[Extracted information Boundary: Start]
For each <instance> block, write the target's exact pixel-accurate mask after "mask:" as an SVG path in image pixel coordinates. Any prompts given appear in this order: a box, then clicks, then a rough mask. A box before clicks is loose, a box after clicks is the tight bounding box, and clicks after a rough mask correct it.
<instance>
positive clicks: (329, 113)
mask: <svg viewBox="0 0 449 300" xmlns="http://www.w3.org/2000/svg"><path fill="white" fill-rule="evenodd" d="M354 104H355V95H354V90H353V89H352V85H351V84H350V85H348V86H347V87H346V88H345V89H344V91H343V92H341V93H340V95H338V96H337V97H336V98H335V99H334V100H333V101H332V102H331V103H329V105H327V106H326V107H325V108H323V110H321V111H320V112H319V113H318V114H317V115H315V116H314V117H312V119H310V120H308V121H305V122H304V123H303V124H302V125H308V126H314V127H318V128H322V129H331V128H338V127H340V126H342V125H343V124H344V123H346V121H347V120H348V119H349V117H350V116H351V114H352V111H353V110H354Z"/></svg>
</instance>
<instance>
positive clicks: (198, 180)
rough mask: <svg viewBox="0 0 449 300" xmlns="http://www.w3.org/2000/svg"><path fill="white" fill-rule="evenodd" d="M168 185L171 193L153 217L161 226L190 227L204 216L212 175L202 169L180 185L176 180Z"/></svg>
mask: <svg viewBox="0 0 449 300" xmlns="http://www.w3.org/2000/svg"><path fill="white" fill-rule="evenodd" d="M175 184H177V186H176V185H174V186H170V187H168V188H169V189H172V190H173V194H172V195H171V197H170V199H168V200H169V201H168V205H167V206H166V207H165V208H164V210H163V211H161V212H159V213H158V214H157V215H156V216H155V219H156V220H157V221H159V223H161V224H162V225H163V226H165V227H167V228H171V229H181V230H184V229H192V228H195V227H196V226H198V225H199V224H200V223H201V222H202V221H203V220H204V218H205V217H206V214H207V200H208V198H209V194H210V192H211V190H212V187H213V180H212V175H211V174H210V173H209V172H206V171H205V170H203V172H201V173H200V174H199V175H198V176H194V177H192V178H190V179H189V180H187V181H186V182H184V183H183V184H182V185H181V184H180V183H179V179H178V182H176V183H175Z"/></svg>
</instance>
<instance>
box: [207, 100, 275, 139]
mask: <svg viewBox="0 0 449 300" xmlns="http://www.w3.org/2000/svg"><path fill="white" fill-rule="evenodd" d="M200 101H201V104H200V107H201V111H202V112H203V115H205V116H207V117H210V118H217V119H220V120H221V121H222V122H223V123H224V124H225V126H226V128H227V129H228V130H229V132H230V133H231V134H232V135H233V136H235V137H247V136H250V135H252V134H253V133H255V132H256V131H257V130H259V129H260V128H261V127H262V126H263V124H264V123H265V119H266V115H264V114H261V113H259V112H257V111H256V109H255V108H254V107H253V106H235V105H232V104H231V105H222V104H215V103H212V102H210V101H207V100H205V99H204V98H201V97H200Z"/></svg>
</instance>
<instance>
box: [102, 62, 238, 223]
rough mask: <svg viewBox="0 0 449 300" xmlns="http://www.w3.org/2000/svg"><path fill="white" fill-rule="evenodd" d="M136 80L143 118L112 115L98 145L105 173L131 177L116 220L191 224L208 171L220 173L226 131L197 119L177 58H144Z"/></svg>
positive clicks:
[Extracted information Boundary: End]
- Directions for this task -
Could you copy all of the entries above line for line, without changing a single character?

- Output below -
For each <instance> block, write the target's exact pixel-accurate mask after "mask:" as an SVG path in image pixel coordinates. Any prompts given appear in this order: a box, then clicks, then a rough mask. A box before clicks is loose, a box after clicks is the tight bounding box, and clicks after a rough mask correct it.
<instance>
positive clicks: (329, 113)
mask: <svg viewBox="0 0 449 300" xmlns="http://www.w3.org/2000/svg"><path fill="white" fill-rule="evenodd" d="M354 104H355V95H354V90H353V89H352V85H351V84H350V85H348V86H347V87H346V88H345V89H344V91H343V92H341V93H340V95H338V96H337V97H336V98H335V99H334V100H333V101H332V102H331V103H329V105H327V106H326V107H325V108H323V110H321V111H320V112H319V113H318V114H317V115H315V116H314V117H312V119H310V120H308V121H305V122H304V123H303V124H302V125H308V126H314V127H318V128H322V129H331V128H338V127H340V126H342V125H343V124H344V123H346V121H347V120H348V119H349V117H350V116H351V114H352V111H353V110H354Z"/></svg>
</instance>
<instance>
positive clicks: (198, 180)
rough mask: <svg viewBox="0 0 449 300" xmlns="http://www.w3.org/2000/svg"><path fill="white" fill-rule="evenodd" d="M168 185L171 193L153 217L161 226L190 227L204 216L212 175L202 169L180 185L176 180Z"/></svg>
mask: <svg viewBox="0 0 449 300" xmlns="http://www.w3.org/2000/svg"><path fill="white" fill-rule="evenodd" d="M175 184H177V186H176V185H174V186H170V187H168V188H169V189H172V190H173V194H172V195H171V197H170V199H168V200H169V201H168V205H167V206H166V207H165V208H164V210H163V211H161V212H159V213H158V214H157V215H156V216H155V219H156V220H157V221H159V223H161V224H162V225H163V226H165V227H167V228H171V229H181V230H184V229H192V228H195V227H196V226H198V225H199V224H200V223H201V222H202V221H203V220H204V218H205V217H206V214H207V200H208V198H209V194H210V192H211V190H212V187H213V180H212V175H211V174H210V173H209V172H206V171H205V170H203V172H201V173H200V174H199V175H198V176H194V177H192V178H190V179H189V180H187V181H186V182H184V183H183V184H182V185H181V184H180V183H179V179H178V182H176V183H175Z"/></svg>
</instance>
<instance>
box: [207, 100, 275, 139]
mask: <svg viewBox="0 0 449 300" xmlns="http://www.w3.org/2000/svg"><path fill="white" fill-rule="evenodd" d="M200 101H201V104H200V107H201V111H202V112H203V115H205V116H207V117H210V118H217V119H220V120H221V121H222V122H223V123H224V124H225V126H226V128H227V129H228V130H229V132H230V133H231V134H232V135H233V136H235V137H247V136H250V135H252V134H253V133H255V132H256V131H257V130H259V129H260V128H261V127H262V126H263V124H264V123H265V119H266V115H264V114H261V113H259V112H257V111H256V109H255V108H254V107H253V106H235V105H232V104H231V105H222V104H215V103H212V102H210V101H207V100H205V99H204V98H201V97H200Z"/></svg>
</instance>
<instance>
box: [102, 62, 238, 223]
rough mask: <svg viewBox="0 0 449 300" xmlns="http://www.w3.org/2000/svg"><path fill="white" fill-rule="evenodd" d="M136 80L143 118L112 115L98 145L105 173L131 177L116 220L191 224L208 171L220 173L226 131L197 119L177 58H144Z"/></svg>
positive clicks:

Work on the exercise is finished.